BRANO:
----------------------------------------

C’è una immagine ancora più iconica del pontificato di Papa Francesco, e viene da Erbil, dall’Iraq. Nel primo viaggio durante la pandemia, il Papa va in Iraq, dice messa tra la gente, e ad Erbil, allo stadio, arrivano 10 mila persone. Tantissime per un Paese in lockdown stretto, con numeri dei contagi altissimi. Eppure, tutti vogliono stare con il Papa. C’è chi dice che sarebbe disposto a morire pur di vedere il Papa. La speranza viene dalla Chiesa che si fa prossima, che si fa vicina, che permette alle persone di guardare al futuro.

L’immagine di Erbil è in esatta controtendenza con quella della Statio Orbis. Da una parte, un Papa che porta la Chiesa vicino agli ultimi, dà loro una speranza, rafforza le comunità. E questo nonostante la pandemia. Dall’altro, nel mezzo di una pandemia mondiale, c’è un Papa che mostra una Chiesa sola, senza popolo, che centra su di sé tutta la comunicazione.

C’è la Chiesa, ad Erbil, perché ci sono le persone. Sì, c’è il Papa, c’è l’immagine forte di una persona che si fa prossima. Ma quelle persone sono comunità, e saranno comunità anche dopo la visita. Non c’è la Chiesa, nella Statio Orbis, perché è il Papa che assomma su di sé tutta la Chiesa.

E allora sarebbe stato bello vedere quella piazza San Pietro popolarsi, seppure con tutte le precauzioni e le distanze di sicurezza. Come sarebbe stato bello se la Messa di Santa Marta, il Papa, la avesse fatta ogni giorno in piazza, con delle persone presenti, con tutte le distanze e le precauzioni necessarie, ma segno vivo di una Chiesa che non si ritira di fronte a un virus, che non smette di essere comunità viva.

----------------------------------------

ELENCO ESTRATTO:
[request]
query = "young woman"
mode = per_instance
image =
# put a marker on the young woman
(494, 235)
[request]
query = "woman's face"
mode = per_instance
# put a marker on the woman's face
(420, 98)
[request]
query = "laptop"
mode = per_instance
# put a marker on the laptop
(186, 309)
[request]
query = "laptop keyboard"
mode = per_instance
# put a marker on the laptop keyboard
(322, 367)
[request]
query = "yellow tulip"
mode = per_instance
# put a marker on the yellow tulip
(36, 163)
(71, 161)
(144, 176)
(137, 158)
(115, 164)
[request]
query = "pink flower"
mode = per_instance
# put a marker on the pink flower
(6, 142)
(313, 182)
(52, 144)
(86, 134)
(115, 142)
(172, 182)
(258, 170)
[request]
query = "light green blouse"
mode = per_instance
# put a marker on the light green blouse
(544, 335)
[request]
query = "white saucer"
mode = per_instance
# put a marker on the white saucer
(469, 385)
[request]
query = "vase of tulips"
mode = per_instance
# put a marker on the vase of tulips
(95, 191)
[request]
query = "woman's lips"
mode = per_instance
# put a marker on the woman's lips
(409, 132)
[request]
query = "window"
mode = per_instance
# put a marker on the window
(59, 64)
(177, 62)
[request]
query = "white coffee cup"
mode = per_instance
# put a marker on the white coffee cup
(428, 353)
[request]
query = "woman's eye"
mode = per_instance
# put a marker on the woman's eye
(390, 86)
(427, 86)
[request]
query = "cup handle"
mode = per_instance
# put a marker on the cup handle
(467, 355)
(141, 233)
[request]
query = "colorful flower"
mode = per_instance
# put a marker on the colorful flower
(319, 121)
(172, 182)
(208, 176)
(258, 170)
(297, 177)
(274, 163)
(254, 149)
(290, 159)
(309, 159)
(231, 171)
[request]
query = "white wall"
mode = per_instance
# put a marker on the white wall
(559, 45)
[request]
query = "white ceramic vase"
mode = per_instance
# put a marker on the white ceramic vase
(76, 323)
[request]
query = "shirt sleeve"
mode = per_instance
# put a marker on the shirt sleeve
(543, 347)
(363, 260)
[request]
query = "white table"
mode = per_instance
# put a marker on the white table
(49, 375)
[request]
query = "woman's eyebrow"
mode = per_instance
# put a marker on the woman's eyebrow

----------------------------------------

OBIETTIVO:
Prosegui il brano su Papa Francesco a Erbil e la Statio Orbis, ripartendo subito dopo la sua ultima frase. L'elenco proviene da una fonte diversa da quella del brano.

RISPOSTA:
Come San Carlo Borromeo, che durante la peste di Milano innalzava altari in modo che anche le persone chiuse in quarantena potessero vedere, così avrebbero dovuto fare i preti. Alcuni lo hanno fatto. Alcuni sono stati persino fermati dalla polizia. Ma la Santa Sede, su temi come questo, ha parlato solo dopo il lockdown. Con interventi necessari, che mostravano come le restrizioni da coronavirus avevano toccato in maniera durissima la libertà di culto e di religione. Ma con interventi probabilmente tardivi.

È mancata la visione di prospettiva, mentre ci si è affidati alla prospettiva dell’emergenza. In questo, la Chiesa è stata davvero ospedale da campo, secondo una espressione cara a Papa Francesco. Ma ha corso il rischio di mostrare una Chiesa centrata sul Papa, non una Chiesa viva. Ancora oggi, ci sono restrizioni ovunque. La Scozia festeggia la decisione di una corte che dichiara illegittime le chiusure totali delle chiese. Ma per una Scozia che festeggia, c’è una Irlanda che ha vissuto tempi bui, un Belgio in cui non si può andare in più di 15, un Spagna in cui il Cardinale Canizares è entrato sotto indagine per aver mostrato delle reliquie dalle porte della cattedrale.  Erano, questi attacchi alla libertà religiosa, rischi che non si potevano prevedere?

L’immagine, oggi, è quella di una Chiesa che dipende totalmente dai grandi poteri. Una Chiesa che, sì, ha magari un grande leader, che si occupa degli ultimi, ma che alla fine non sa mostrare alla società che l’unica vera speranza è Cristo, e Cristo non può rimanere nascosto, in silenzio, in attesa di ordini superiori.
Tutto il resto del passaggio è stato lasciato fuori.